:: YOUR GOAL ::
Tally the lines below that contain the string "exhaust", and reply with the number alone.

:: MATERIAL PROVIDED ::
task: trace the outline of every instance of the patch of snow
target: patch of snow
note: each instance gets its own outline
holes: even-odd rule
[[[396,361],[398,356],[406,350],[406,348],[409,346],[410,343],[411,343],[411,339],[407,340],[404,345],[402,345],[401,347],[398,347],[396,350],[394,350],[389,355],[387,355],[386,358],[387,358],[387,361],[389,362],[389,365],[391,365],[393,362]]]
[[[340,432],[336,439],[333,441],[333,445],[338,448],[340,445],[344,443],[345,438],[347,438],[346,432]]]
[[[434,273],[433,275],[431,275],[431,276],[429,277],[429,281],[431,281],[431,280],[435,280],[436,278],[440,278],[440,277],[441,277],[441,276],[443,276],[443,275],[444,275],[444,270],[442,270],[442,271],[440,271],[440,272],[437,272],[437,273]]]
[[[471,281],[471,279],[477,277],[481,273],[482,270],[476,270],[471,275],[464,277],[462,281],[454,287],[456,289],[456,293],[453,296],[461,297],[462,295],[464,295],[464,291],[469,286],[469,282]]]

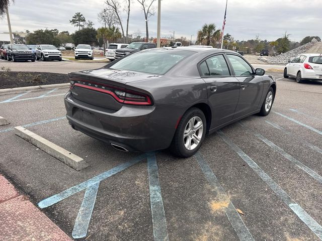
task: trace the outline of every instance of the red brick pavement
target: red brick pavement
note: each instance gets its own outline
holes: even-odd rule
[[[71,240],[0,175],[0,241]]]

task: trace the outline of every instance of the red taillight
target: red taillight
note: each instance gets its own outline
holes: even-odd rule
[[[306,63],[304,64],[304,67],[306,69],[313,69],[309,64],[306,64]]]
[[[70,89],[74,86],[96,90],[108,94],[118,102],[122,104],[134,105],[152,105],[151,98],[148,95],[125,88],[107,85],[88,81],[70,81]]]

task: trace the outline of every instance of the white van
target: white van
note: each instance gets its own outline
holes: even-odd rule
[[[107,49],[105,50],[105,57],[112,61],[115,59],[115,50],[123,49],[128,45],[128,44],[109,44]]]

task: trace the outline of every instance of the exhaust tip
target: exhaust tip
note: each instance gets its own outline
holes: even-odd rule
[[[128,152],[129,151],[129,150],[125,147],[119,146],[118,145],[114,144],[114,143],[111,143],[111,146],[114,147],[114,149],[119,151],[121,151],[121,152]]]

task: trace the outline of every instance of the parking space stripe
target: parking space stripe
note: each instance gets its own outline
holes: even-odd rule
[[[229,200],[225,194],[224,189],[221,186],[216,176],[200,153],[198,152],[195,154],[194,156],[198,161],[202,172],[206,176],[208,182],[217,191],[217,195],[224,196],[226,200]],[[254,239],[248,228],[245,225],[236,210],[235,207],[230,200],[228,206],[224,208],[224,210],[232,227],[233,227],[236,233],[239,237],[239,240],[243,241],[254,240]]]
[[[38,125],[45,124],[46,123],[50,123],[51,122],[56,122],[57,120],[59,120],[60,119],[63,119],[65,118],[66,118],[66,116],[59,117],[58,118],[54,118],[53,119],[46,119],[45,120],[41,120],[40,122],[34,122],[33,123],[30,123],[29,124],[27,124],[27,125],[25,125],[24,126],[21,126],[22,127],[27,128],[29,127],[32,127],[34,126],[37,126]],[[8,128],[7,129],[0,130],[0,133],[9,132],[13,130],[14,130],[14,128]]]
[[[159,182],[156,158],[154,153],[147,154],[150,200],[154,241],[169,240],[167,220]]]
[[[28,100],[29,99],[39,99],[41,98],[46,98],[46,97],[54,97],[54,96],[58,96],[59,95],[64,95],[65,94],[53,94],[51,95],[46,95],[45,96],[38,96],[38,97],[33,97],[32,98],[27,98],[26,99],[14,99],[12,100],[10,100],[9,101],[2,101],[2,102],[0,102],[0,103],[8,103],[8,102],[14,102],[14,101],[22,101],[23,100]]]
[[[298,140],[298,141],[300,141],[301,142],[302,142],[302,143],[303,143],[304,144],[305,144],[305,145],[306,145],[307,146],[308,146],[308,147],[309,147],[310,148],[311,148],[312,150],[313,150],[314,151],[315,151],[316,152],[318,152],[319,153],[320,153],[321,154],[322,154],[322,150],[320,149],[320,148],[319,148],[318,147],[314,146],[313,144],[311,144],[311,143],[307,142],[306,141],[301,139],[301,138],[299,138],[298,137],[297,137],[297,136],[292,134],[291,133],[291,132],[289,132],[288,131],[286,131],[285,129],[284,129],[284,128],[283,128],[281,127],[280,127],[279,126],[278,126],[278,125],[273,123],[273,122],[270,122],[269,120],[265,120],[265,122],[266,122],[267,124],[270,125],[271,126],[272,126],[272,127],[274,127],[275,128],[276,128],[277,129],[279,130],[280,131],[282,131],[283,133],[287,134],[289,136],[291,136],[292,137],[293,137],[294,138]]]
[[[146,157],[146,154],[143,154],[136,157],[127,162],[123,163],[119,166],[117,166],[105,172],[101,173],[100,175],[96,176],[82,183],[77,184],[73,187],[68,188],[65,191],[58,193],[57,194],[54,195],[49,197],[47,197],[40,201],[38,205],[40,208],[45,208],[48,207],[52,205],[53,205],[57,202],[62,201],[67,197],[74,194],[77,192],[79,192],[83,190],[88,188],[89,187],[97,183],[100,182],[103,180],[116,174],[124,169],[126,169],[128,167],[129,167],[133,165],[140,162],[142,160],[145,159]]]
[[[303,112],[301,112],[301,111],[299,111],[299,110],[298,110],[297,109],[289,109],[289,110],[291,110],[291,111],[295,112],[295,113],[297,113],[298,114],[302,114],[303,115],[305,115],[306,116],[309,117],[310,118],[312,118],[314,119],[317,119],[318,120],[320,120],[320,119],[319,119],[318,118],[317,118],[317,117],[314,117],[314,116],[312,116],[312,115],[310,115],[309,114],[306,114],[306,113],[303,113]]]
[[[289,119],[290,120],[296,123],[297,124],[298,124],[300,126],[302,126],[302,127],[305,127],[305,128],[307,128],[309,130],[310,130],[311,131],[313,131],[313,132],[320,134],[320,135],[322,135],[322,132],[320,131],[319,131],[318,130],[316,130],[315,128],[313,128],[312,127],[310,127],[309,126],[306,125],[306,124],[304,124],[304,123],[302,123],[301,122],[299,122],[298,120],[296,120],[296,119],[293,119],[293,118],[291,118],[290,117],[288,117],[284,114],[281,114],[280,113],[278,113],[278,112],[275,112],[275,111],[273,111],[274,113],[275,113],[275,114],[277,114],[279,115],[281,115],[282,117],[284,117],[284,118],[286,118],[288,119]]]
[[[238,155],[253,169],[276,194],[293,212],[311,229],[311,230],[322,240],[322,226],[311,216],[304,210],[299,205],[288,195],[277,183],[265,173],[250,157],[244,152],[236,144],[227,137],[221,131],[217,133],[223,141],[233,150]]]
[[[40,95],[40,96],[39,96],[39,97],[45,97],[45,96],[46,96],[46,95],[48,95],[48,94],[49,94],[50,93],[52,93],[53,92],[54,92],[54,91],[55,91],[57,90],[57,89],[58,89],[58,88],[55,88],[54,89],[52,89],[51,90],[49,90],[49,91],[48,91],[48,92],[46,92],[46,93],[45,93],[45,94],[43,94],[43,95]]]
[[[25,95],[25,94],[28,94],[28,93],[30,93],[30,91],[26,91],[26,92],[24,92],[23,93],[22,93],[21,94],[19,94],[17,95],[16,95],[15,97],[13,97],[12,98],[10,98],[10,99],[6,99],[6,100],[4,100],[3,101],[0,102],[0,103],[7,103],[8,102],[11,102],[12,100],[13,100],[14,99],[16,99],[17,98],[19,98],[20,97],[22,96],[23,95]]]
[[[94,208],[100,183],[95,183],[86,189],[84,199],[75,221],[71,235],[74,238],[85,237],[87,234],[92,213]]]
[[[278,152],[282,156],[284,156],[287,160],[295,164],[298,167],[303,170],[308,175],[314,178],[316,181],[322,184],[322,177],[316,173],[315,172],[311,169],[309,167],[305,166],[304,164],[296,159],[294,157],[291,156],[290,154],[285,152],[282,148],[278,147],[273,142],[271,142],[267,138],[265,138],[259,133],[257,133],[254,130],[251,129],[250,128],[247,127],[245,125],[243,124],[238,122],[238,123],[242,127],[247,129],[248,131],[252,133],[255,136],[263,141],[264,143],[266,144],[268,146],[272,148],[275,151]]]

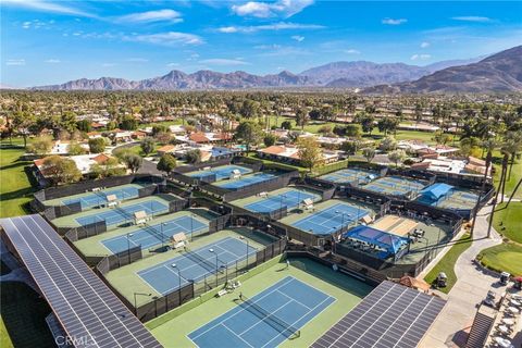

:: TASK RESULT ::
2